— start —

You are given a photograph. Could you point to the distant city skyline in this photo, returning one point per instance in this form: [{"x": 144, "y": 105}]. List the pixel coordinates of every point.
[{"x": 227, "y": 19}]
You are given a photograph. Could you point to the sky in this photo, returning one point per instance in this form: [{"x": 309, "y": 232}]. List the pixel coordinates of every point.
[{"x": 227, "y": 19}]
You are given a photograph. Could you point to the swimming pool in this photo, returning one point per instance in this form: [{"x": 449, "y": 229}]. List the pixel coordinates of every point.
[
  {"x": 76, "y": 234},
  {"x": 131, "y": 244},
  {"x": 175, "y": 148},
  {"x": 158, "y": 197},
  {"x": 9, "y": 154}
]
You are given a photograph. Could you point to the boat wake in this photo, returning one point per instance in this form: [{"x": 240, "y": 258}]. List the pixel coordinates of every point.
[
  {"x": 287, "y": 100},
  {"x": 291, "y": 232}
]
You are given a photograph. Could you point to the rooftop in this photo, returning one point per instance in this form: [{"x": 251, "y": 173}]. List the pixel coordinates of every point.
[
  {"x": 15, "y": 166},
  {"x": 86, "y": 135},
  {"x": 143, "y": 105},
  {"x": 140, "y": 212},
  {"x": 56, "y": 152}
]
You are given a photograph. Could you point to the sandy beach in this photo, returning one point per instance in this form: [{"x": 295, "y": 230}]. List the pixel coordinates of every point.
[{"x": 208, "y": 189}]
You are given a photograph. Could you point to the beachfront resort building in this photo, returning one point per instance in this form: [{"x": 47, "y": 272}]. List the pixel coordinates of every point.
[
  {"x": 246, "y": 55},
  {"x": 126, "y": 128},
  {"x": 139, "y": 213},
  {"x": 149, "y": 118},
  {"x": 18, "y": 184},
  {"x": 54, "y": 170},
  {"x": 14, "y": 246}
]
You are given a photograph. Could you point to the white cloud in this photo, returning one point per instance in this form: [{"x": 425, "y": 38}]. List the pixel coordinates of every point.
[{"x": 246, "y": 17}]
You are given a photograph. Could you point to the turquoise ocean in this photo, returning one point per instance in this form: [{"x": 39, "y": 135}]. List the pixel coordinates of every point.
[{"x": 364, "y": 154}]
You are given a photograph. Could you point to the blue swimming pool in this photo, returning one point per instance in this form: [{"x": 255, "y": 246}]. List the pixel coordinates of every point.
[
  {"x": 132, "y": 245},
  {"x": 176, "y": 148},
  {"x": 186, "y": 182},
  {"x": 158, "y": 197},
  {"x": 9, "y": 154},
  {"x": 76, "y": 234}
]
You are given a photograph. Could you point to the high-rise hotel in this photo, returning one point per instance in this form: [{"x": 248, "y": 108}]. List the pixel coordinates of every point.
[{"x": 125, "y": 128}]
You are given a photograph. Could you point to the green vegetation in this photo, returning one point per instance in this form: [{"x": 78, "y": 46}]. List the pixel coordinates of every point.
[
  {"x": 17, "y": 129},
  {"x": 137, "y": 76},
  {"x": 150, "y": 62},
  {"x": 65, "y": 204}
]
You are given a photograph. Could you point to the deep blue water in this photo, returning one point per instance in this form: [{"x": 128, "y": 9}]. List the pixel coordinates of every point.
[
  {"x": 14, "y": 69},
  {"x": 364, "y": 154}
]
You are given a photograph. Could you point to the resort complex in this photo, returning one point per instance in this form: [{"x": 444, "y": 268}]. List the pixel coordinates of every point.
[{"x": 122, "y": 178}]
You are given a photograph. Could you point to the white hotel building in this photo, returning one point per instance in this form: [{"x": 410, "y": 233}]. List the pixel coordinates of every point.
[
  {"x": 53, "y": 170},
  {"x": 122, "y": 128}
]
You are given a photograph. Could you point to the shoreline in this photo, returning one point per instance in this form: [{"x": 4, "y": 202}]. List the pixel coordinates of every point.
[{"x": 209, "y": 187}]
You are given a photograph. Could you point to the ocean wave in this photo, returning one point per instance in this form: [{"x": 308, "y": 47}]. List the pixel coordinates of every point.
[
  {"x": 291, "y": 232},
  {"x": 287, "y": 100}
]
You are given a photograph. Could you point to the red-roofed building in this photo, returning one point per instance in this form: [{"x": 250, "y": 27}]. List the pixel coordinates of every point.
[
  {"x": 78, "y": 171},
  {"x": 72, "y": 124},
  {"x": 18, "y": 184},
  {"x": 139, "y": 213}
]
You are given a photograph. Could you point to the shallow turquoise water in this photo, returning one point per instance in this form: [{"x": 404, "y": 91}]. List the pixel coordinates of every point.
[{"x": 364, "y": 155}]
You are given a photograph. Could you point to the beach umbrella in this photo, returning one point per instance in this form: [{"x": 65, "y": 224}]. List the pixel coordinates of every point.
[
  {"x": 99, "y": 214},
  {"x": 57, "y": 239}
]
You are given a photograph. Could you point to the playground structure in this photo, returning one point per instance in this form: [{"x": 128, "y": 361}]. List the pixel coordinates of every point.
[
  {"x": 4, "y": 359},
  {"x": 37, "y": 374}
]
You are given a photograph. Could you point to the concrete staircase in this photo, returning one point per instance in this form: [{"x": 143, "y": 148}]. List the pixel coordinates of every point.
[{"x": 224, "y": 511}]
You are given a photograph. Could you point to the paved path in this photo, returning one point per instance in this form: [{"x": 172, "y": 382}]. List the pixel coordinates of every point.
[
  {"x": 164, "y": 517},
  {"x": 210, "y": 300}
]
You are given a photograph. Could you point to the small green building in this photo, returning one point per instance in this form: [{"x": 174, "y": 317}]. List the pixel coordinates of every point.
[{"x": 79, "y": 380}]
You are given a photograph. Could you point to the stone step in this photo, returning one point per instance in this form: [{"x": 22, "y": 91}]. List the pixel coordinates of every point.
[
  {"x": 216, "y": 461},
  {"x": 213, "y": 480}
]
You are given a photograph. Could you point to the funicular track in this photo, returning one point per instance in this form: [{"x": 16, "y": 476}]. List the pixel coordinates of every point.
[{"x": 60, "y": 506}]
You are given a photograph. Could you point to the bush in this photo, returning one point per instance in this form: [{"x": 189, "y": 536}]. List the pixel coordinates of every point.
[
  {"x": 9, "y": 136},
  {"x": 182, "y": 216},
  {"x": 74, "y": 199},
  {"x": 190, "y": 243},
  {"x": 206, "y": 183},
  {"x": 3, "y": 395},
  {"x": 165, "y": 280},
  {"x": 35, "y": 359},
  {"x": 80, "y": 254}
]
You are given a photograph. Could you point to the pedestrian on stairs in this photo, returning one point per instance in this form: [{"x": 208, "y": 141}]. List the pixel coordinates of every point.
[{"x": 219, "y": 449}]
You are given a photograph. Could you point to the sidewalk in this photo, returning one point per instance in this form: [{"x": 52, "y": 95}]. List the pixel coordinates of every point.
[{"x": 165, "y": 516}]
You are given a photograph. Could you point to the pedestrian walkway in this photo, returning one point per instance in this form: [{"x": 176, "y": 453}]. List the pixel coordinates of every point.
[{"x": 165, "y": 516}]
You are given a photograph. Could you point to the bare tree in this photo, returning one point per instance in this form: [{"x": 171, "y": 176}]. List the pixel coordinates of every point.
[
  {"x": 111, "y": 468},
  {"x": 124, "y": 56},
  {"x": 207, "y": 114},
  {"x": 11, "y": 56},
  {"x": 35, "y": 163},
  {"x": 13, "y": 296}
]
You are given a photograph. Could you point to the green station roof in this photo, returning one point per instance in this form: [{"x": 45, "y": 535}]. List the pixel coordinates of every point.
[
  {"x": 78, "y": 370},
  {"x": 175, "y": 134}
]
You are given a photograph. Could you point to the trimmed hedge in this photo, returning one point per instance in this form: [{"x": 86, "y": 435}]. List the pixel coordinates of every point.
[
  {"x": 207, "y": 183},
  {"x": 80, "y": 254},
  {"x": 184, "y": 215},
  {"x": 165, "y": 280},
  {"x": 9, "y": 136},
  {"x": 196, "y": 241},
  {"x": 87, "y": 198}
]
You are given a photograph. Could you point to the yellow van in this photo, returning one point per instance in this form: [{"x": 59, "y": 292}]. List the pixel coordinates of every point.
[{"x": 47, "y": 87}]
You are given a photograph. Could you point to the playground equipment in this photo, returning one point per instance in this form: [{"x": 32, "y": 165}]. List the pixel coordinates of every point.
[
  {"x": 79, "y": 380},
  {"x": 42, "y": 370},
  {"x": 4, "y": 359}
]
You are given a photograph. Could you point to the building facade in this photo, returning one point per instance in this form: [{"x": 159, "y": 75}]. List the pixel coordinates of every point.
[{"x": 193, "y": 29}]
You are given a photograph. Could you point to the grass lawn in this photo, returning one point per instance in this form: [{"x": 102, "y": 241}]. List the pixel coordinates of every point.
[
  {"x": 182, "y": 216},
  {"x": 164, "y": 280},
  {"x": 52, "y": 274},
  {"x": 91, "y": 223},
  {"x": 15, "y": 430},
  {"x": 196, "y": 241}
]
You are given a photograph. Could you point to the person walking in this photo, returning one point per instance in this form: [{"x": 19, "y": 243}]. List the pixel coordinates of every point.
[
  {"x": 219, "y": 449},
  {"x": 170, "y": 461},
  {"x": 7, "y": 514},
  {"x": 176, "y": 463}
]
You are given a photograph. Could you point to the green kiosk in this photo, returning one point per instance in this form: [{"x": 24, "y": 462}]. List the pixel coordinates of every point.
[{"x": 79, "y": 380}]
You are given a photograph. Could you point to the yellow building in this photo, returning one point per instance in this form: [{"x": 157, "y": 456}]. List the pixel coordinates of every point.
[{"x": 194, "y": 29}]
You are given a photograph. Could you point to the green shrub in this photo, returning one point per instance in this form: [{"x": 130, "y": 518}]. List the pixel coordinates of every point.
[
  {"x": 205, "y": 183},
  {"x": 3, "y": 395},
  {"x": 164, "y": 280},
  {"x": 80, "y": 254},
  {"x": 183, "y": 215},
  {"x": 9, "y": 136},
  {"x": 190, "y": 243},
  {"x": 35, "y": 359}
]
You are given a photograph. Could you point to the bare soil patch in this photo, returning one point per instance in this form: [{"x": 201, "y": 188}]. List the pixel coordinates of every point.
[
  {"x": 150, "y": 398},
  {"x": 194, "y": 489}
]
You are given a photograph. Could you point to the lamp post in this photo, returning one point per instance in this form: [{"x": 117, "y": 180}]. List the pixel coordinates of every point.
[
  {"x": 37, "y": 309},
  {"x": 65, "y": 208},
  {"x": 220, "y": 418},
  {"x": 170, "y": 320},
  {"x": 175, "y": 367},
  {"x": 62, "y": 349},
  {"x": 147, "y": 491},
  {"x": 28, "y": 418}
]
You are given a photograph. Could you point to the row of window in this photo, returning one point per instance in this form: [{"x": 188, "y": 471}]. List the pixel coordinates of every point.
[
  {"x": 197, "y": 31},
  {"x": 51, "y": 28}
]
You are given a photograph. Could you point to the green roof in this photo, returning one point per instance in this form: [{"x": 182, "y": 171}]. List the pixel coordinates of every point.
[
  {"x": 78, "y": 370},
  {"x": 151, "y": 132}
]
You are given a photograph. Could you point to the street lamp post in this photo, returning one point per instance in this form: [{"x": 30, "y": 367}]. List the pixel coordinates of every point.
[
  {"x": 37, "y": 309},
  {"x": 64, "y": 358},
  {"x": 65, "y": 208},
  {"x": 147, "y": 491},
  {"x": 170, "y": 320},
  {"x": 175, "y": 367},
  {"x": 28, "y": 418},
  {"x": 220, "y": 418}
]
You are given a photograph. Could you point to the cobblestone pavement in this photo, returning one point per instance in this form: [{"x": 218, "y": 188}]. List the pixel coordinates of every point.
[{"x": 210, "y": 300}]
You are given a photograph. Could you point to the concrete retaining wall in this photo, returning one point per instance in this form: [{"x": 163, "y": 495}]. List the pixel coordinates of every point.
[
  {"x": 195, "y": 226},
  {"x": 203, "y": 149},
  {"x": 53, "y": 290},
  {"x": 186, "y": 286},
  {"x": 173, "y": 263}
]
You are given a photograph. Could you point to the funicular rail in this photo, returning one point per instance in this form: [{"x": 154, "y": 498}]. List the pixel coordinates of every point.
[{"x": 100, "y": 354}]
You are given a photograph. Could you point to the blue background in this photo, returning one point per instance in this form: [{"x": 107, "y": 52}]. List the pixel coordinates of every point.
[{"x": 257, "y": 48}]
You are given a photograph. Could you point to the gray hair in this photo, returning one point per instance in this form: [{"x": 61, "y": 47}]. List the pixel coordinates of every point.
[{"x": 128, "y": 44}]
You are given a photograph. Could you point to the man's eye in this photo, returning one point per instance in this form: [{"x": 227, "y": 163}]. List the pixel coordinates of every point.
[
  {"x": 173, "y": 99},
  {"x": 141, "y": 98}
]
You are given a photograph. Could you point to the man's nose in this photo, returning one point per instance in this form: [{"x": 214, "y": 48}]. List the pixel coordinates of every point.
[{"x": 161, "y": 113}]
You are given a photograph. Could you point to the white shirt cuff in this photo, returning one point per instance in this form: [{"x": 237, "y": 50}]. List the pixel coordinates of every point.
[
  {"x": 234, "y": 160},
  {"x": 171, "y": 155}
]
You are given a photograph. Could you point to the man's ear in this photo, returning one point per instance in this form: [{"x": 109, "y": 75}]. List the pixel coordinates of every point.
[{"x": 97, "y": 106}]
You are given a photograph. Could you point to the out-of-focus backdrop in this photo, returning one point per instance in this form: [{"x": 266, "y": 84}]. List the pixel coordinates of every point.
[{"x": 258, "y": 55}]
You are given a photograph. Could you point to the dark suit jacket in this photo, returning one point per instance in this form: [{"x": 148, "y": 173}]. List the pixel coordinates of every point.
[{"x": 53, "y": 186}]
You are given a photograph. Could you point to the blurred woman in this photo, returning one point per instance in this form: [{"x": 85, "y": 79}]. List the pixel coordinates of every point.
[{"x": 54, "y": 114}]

— end —

[EXERCISE DESCRIPTION]
Only the lines from the one containing "the white shirt" through the end of the entries above belong in the answer; repeat them exactly.

[EXPECTED OUTPUT]
You are given a photograph. Could you point to the white shirt cuff in this photo, returning one point per instance in this form: [{"x": 237, "y": 50}]. List the pixel coordinates of every point.
[
  {"x": 234, "y": 160},
  {"x": 171, "y": 155}
]
You are given a photograph. Could you point to the man's ear in this photo, returning one point per instance in this form: [{"x": 109, "y": 75}]. List the pixel coordinates of every point.
[{"x": 97, "y": 106}]
You are given a photograph. Could you point to the out-of-focus backdrop in this photo, returning one point per instance in this form: [{"x": 266, "y": 84}]. List the pixel coordinates of every point.
[{"x": 258, "y": 55}]
You are given a photograph. Could you point to the dark suit jacket in this photo, returning one point per instance in this form: [{"x": 148, "y": 173}]. List the pixel coordinates of every point.
[{"x": 53, "y": 186}]
You are given a photograph. Could you point to the blurred woman in this photo, returning one point per instance in this form: [{"x": 85, "y": 79}]. List the pixel coordinates of every point.
[{"x": 54, "y": 114}]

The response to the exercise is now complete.